▶ [Problem]:
The records that follow are to be transcribed in full, without their images.

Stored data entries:
┏━━

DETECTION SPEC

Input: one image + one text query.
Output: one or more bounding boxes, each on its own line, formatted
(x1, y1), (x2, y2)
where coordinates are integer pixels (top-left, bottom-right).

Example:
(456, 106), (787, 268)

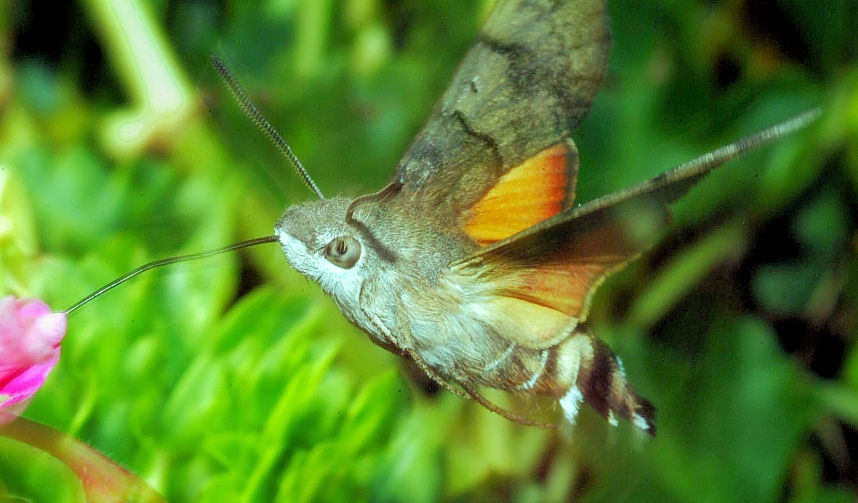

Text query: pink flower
(0, 296), (66, 412)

┗━━

▶ [The completed task]:
DETECTION SPEC

Input: one image + one text query.
Output: one or more bounding boxes, each on its own line, formatted
(x1, y1), (x2, y2)
where coordinates are integer pixels (top-left, bottom-right).

Example:
(456, 106), (787, 268)


Text query: pink flower
(0, 296), (66, 412)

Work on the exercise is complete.